(Task instructions)
Exactly as written, please set down all of the entries again, with no pictures.

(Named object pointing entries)
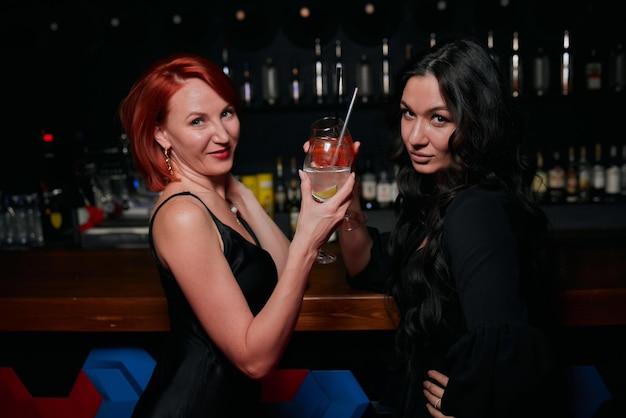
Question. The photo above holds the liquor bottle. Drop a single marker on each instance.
(571, 177)
(394, 183)
(516, 73)
(432, 40)
(364, 79)
(566, 66)
(280, 189)
(598, 173)
(368, 185)
(593, 71)
(294, 194)
(540, 180)
(225, 64)
(339, 76)
(623, 174)
(612, 175)
(385, 71)
(295, 87)
(320, 88)
(383, 190)
(246, 87)
(584, 176)
(617, 69)
(491, 48)
(556, 179)
(541, 72)
(270, 83)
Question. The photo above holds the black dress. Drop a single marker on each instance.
(192, 378)
(499, 363)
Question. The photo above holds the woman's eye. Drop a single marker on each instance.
(440, 120)
(406, 113)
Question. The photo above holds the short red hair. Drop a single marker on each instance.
(146, 105)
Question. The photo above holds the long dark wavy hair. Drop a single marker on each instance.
(486, 149)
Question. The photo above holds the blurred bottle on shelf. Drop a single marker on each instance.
(280, 188)
(320, 88)
(247, 92)
(584, 176)
(364, 79)
(540, 180)
(294, 195)
(368, 185)
(617, 68)
(270, 83)
(612, 174)
(295, 86)
(623, 174)
(491, 48)
(515, 67)
(541, 72)
(556, 179)
(225, 62)
(383, 190)
(385, 71)
(571, 177)
(567, 66)
(339, 75)
(598, 175)
(593, 71)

(Task result)
Question. The photo above holds the liquor bottle. Drop a single marker on each instance.
(571, 177)
(394, 183)
(516, 73)
(432, 40)
(364, 79)
(566, 66)
(280, 189)
(598, 173)
(368, 185)
(593, 71)
(294, 194)
(540, 180)
(225, 64)
(339, 76)
(623, 174)
(612, 175)
(385, 71)
(295, 87)
(320, 88)
(383, 190)
(246, 87)
(584, 176)
(617, 69)
(491, 48)
(556, 179)
(541, 72)
(270, 83)
Question. The photo above holds the black dress. Drop a single marker on each instance.
(192, 378)
(499, 363)
Question. The photo above holds the woman's eye. Drop a single marker on each instance.
(440, 120)
(406, 113)
Question. The photo above holds the short red hair. Drop a single marker on each instance.
(146, 105)
Question. The photo above holds the long dark wavy hair. Drop a single marker on each instance.
(486, 149)
Question. The photo above holds the blurred bottle on shelf. Drop a single marker on each instance.
(280, 188)
(320, 88)
(247, 92)
(584, 176)
(364, 79)
(540, 180)
(294, 195)
(368, 185)
(617, 68)
(270, 83)
(612, 174)
(295, 86)
(623, 174)
(491, 48)
(515, 67)
(541, 72)
(556, 179)
(225, 62)
(383, 190)
(385, 71)
(571, 177)
(567, 66)
(339, 75)
(598, 175)
(593, 71)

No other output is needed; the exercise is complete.